VORLIEGENDER TEXT:
Hallo Saugnapf! Neu hier? Dann willkommen!
Uuund dann wollen wir mal. Also: ein kurzer Text, fast ein Fragment; fast nur aus Dialog bestehend; ein altes Ehepaar tritt auf (bzw. liegt im Bett); er hat sie zu einer Reise überredet, sie beschwert sich.
Da der Text kurz ist, gehe ich mal detailliert durch.
„Walter?“
„Hm.“
„Ich kann nicht schlafen.“
Innerlich stöhnte er. Fing sie schon wieder damit an.
„Weißt du, am ganzen Körper merk ich's.“
„Du bist 65 Jahre alt, Anneliese. Da kann man am Körper schon mal was merken“, brummte er bissig.
„Ach Walter. Du weißt genau, was ich meine.“
Die Matratze wippte, als sie sich ächzend auf den Rücken warf.
Der Einstieg liest sich wie ein Theaterstück, ein bekannter Sketch; dabei sind die Rollen auch sofort klar.
„Heute Morgen, erinnerst du dich? … Walter?“
Er grummelte. „Jaha.“
Walter hatte die Reise doch perfekt geplant. Und nun das.
„Als mir plötzlich so heiß war und ich in den Schatten musste.“
Er atmete tief durch. 40 Jahre.
Er weiß was, was der Leser noch nicht weiß; trotzdem wirkt seine Genervtheit recht theatralisch.
„Da hab ich das Stechen in den Beinen schon gehabt.“
40 Jahre verheiratet. Er hatte sie einfach mal überraschen wollen.
Bis hier: er wollte sie zu einer Reise entführen, sie hat nur ihre Gesundheit im Blick. Hypochonderin?
„Und das Brennen. Ja, doch. Da hat auch das Brennen angefangen. Weißt du noch, Walter? An den Stippen, die so rot umrandet waren.“
Er wusste es noch. Leider. Wie lange würde sie darauf noch herumreiten wollen?

AUFGABENSTELLUNG 1:
Ersetze in den Datensätzen von der Zeile mit „each pan rim“ bis einschließlich der Zeile mit „xmin=9 ymin=0 xmax=236 ymax=236“ überall „Crowdworker guideline“ durch „Annotation instruction“. Gib nur diese Zeilen wieder und lass alles andere unverändert.

ZU BEARBEITENDE DATENSÄTZE:
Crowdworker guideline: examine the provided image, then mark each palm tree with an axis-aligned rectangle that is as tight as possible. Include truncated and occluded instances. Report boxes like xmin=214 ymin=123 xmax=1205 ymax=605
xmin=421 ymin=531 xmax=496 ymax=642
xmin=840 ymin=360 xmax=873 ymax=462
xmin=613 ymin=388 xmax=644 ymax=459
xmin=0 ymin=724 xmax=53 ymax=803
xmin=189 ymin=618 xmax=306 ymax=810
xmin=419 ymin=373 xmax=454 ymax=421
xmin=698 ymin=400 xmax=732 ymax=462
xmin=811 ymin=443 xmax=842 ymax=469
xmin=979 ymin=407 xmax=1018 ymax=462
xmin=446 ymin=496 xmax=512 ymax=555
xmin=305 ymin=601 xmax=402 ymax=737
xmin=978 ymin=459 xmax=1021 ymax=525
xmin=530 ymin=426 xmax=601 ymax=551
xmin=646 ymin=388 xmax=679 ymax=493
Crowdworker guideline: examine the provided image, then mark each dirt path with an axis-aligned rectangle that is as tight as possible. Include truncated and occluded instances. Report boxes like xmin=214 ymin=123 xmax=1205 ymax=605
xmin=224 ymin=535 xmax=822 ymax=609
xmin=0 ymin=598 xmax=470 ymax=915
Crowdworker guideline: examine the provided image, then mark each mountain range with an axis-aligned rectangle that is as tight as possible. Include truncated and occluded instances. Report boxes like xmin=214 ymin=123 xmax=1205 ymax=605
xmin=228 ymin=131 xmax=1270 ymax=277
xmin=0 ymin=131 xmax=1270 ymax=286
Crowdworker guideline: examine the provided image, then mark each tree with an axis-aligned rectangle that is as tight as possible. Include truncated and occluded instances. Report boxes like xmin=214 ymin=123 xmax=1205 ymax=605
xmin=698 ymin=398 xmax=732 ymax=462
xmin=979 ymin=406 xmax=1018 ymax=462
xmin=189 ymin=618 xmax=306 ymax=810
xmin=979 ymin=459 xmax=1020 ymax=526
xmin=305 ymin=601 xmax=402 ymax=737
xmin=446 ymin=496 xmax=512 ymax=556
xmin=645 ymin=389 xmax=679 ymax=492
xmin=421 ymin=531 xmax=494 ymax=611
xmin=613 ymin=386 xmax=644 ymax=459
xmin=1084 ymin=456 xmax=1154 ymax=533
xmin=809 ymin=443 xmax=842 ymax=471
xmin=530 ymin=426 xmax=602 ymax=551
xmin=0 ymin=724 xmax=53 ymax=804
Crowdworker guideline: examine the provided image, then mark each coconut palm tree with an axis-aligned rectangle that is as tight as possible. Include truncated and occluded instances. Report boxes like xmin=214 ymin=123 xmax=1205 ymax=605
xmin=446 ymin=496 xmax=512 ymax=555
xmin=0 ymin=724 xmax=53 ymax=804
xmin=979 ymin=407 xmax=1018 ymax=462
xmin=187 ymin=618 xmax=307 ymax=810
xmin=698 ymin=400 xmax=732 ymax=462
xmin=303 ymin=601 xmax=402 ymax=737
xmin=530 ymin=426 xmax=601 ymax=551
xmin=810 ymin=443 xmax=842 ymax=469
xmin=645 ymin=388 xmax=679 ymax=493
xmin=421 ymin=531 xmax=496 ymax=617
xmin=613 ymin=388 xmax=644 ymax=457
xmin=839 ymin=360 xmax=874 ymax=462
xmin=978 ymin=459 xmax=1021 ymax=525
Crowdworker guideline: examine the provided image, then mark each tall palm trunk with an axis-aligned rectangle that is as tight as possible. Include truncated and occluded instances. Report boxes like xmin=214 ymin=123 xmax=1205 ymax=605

* * *

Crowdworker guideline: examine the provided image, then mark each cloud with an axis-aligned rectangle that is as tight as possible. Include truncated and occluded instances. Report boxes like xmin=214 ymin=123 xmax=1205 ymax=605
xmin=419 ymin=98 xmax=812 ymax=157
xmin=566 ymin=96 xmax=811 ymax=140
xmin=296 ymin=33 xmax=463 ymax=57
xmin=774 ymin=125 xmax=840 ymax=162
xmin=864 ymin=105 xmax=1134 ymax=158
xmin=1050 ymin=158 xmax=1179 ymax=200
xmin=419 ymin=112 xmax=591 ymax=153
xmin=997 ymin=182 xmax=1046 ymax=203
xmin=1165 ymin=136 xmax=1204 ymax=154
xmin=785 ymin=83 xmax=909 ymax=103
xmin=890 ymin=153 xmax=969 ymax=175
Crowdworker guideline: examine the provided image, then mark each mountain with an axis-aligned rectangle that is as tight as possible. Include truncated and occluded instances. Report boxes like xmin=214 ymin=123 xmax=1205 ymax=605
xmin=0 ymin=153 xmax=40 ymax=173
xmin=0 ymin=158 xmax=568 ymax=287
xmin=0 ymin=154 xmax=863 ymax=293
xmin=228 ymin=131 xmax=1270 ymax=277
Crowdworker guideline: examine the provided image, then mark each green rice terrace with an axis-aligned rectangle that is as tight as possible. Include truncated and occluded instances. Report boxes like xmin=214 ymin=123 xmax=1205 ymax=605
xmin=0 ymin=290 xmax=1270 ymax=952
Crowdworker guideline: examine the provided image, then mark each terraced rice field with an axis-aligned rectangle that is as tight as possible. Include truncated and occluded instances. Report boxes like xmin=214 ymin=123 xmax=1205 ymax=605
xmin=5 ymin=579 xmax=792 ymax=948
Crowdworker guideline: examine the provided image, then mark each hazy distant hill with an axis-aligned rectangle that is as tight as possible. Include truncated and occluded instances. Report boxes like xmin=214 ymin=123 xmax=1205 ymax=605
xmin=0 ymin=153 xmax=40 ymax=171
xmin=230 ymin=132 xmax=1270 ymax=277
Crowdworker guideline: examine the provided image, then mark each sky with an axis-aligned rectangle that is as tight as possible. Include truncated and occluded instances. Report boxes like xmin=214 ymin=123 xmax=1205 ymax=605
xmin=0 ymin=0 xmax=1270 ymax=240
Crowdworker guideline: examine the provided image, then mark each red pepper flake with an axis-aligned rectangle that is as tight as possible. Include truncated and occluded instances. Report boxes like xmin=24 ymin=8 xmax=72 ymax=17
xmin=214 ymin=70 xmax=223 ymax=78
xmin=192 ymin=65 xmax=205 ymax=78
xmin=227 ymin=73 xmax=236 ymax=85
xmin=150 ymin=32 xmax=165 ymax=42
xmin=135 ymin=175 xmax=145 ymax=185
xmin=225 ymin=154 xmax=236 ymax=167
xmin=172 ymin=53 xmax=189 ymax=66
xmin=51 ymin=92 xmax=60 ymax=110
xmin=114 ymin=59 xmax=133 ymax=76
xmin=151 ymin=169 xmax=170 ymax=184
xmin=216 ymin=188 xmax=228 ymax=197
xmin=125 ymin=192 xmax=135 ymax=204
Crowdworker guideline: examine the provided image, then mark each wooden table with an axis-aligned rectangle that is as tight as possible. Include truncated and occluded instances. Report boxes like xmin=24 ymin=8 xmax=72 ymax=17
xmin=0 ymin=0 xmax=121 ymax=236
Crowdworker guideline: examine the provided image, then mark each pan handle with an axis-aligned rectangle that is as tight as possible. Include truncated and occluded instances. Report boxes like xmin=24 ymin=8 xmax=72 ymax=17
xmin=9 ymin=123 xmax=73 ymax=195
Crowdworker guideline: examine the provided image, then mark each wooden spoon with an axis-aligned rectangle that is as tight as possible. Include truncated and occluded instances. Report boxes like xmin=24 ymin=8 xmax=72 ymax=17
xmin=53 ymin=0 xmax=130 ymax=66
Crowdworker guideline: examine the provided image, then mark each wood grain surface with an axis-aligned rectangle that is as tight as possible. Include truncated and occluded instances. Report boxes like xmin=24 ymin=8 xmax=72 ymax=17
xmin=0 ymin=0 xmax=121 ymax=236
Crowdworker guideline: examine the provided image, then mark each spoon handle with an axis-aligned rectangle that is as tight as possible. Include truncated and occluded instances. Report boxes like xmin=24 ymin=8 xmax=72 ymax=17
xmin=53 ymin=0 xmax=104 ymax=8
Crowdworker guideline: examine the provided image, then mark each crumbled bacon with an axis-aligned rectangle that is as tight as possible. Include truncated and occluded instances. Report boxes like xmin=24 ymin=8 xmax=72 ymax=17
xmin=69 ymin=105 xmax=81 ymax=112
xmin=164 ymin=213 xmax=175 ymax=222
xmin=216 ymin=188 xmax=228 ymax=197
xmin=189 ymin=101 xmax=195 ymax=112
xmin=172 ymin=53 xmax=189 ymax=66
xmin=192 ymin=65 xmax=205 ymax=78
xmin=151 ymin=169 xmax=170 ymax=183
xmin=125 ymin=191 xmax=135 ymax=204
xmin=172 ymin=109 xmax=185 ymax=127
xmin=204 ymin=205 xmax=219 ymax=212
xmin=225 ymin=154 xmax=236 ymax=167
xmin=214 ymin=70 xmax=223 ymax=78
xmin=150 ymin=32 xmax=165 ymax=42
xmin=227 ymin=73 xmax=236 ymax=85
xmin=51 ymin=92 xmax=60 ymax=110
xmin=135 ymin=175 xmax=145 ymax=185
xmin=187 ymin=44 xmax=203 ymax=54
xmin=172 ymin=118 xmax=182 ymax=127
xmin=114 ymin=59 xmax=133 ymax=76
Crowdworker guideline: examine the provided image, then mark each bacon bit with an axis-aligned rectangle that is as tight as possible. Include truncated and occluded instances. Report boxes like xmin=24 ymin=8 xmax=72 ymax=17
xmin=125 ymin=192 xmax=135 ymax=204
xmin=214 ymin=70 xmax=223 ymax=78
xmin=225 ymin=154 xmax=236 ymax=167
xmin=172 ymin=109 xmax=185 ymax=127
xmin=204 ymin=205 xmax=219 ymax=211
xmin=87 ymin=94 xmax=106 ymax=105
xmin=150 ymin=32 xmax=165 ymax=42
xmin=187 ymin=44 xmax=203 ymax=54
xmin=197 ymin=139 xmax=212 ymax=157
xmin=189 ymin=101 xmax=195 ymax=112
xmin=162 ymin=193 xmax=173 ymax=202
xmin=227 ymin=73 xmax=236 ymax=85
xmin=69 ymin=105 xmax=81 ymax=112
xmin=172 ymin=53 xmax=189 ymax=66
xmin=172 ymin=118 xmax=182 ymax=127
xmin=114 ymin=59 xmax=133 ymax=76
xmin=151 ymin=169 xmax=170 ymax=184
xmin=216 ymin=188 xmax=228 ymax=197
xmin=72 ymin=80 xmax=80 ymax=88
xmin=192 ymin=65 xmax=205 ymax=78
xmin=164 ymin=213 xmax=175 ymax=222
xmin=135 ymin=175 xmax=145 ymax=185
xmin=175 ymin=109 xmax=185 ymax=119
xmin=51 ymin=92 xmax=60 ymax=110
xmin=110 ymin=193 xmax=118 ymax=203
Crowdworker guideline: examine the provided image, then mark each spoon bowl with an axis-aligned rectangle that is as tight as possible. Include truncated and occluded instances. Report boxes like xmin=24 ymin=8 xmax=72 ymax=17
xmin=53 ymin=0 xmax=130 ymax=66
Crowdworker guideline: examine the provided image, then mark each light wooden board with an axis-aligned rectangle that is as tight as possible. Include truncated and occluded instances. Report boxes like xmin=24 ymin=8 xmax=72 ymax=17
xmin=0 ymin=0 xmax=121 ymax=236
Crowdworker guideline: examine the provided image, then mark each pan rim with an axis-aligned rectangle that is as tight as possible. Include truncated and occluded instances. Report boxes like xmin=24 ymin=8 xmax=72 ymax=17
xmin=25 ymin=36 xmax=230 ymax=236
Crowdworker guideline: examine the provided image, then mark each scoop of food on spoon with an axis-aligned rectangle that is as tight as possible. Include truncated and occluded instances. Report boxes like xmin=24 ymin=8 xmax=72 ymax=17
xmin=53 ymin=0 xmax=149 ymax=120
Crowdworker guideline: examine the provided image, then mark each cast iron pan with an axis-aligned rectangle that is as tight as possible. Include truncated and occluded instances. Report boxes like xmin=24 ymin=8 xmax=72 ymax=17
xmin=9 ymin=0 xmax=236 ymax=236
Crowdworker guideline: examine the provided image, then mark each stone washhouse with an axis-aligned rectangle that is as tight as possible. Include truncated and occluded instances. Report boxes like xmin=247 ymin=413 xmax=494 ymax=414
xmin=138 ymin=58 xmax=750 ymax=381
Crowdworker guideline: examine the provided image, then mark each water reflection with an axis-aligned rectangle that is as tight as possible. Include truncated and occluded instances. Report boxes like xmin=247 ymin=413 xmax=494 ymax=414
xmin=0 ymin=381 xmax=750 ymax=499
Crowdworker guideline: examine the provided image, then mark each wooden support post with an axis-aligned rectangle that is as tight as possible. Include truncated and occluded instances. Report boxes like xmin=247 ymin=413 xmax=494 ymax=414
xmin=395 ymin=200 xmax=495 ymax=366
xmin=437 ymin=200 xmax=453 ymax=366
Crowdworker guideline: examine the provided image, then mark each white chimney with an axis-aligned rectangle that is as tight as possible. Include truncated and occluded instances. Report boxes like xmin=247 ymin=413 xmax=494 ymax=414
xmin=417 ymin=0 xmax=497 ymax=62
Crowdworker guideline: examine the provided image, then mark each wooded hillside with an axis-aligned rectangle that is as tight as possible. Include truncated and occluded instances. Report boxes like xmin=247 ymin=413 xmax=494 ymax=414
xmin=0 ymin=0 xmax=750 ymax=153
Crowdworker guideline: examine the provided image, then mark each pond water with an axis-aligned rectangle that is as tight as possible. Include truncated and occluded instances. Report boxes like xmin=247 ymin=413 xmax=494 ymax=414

AUFGABENSTELLUNG 2:
Führe die Besprechung der Kurzgeschichte über Walter und Anneliese im Anschluss an ihren letzten Satz weiter.

RICHTIGE LÖSUNG 1:
Annotation instruction: examine the provided image, then mark each pan rim with an axis-aligned rectangle that is as tight as possible. Include truncated and occluded instances. Report boxes like xmin=24 ymin=8 xmax=72 ymax=17
xmin=25 ymin=36 xmax=230 ymax=236
Annotation instruction: examine the provided image, then mark each scoop of food on spoon with an axis-aligned rectangle that is as tight as possible. Include truncated and occluded instances. Report boxes like xmin=24 ymin=8 xmax=72 ymax=17
xmin=53 ymin=0 xmax=149 ymax=120
Annotation instruction: examine the provided image, then mark each cast iron pan with an axis-aligned rectangle that is as tight as possible. Include truncated and occluded instances. Report boxes like xmin=24 ymin=8 xmax=72 ymax=17
xmin=9 ymin=0 xmax=236 ymax=236

RICHTIGE LÖSUNG 2:
„Hörst du mir überhaupt zu? Walter!“
Walter seufzte schwer, drehte sich ebenfalls um und rieb sich die Stirn. „Bin ja nicht taub.“
Nichts weiter Neues, aber etwas Ablenkung; das ist fast zu viel für einen pointierten Dialog.
Herrje, auf Mallorca war doch jeder schon mal gewesen. Warum also nicht, hatte er sich gedacht. Ja, hatte er tatsächlich gedacht! Aber Anneliese konnte es einfach nicht lassen. Sie suchte ja immer nach dem kleinsten Haar in der Suppe.
Jetzt wüßte man als Leser doch langsam gern, was sie nicht lassen kann? Bislang hat sie ihn nachts geweckt und ihm ihre Gesundheitsprobleme geschildert; aber über etwas an der Reise hat sie sich doch gar nicht beschwert?
„Und dann das ewige Surren im Ohr. Nichts hilft. Ich werd noch verrückt, hörst du? Verrückt werd ich!“
Anneliese kratzte sich. Ausgiebig. Klagend. Schicksalsergeben ertrug Walter abermals den Wellengang. Aber als sie anfing, wild um sich zu schlagen, reichte es. Endgültig.
Hm, die Hypochondrie scheint sich auf ein Hautproblem einzuengen. Der Wellengang ist ein hübsches Bild; ich stelle mir dabei vor, daß die Matratze bebt, während sie sich kratzt; allerdings weiß ich nicht genau, ob das hier wirklich gemeint ist -- abermals? Hat sie doch vorher gar nicht gemacht?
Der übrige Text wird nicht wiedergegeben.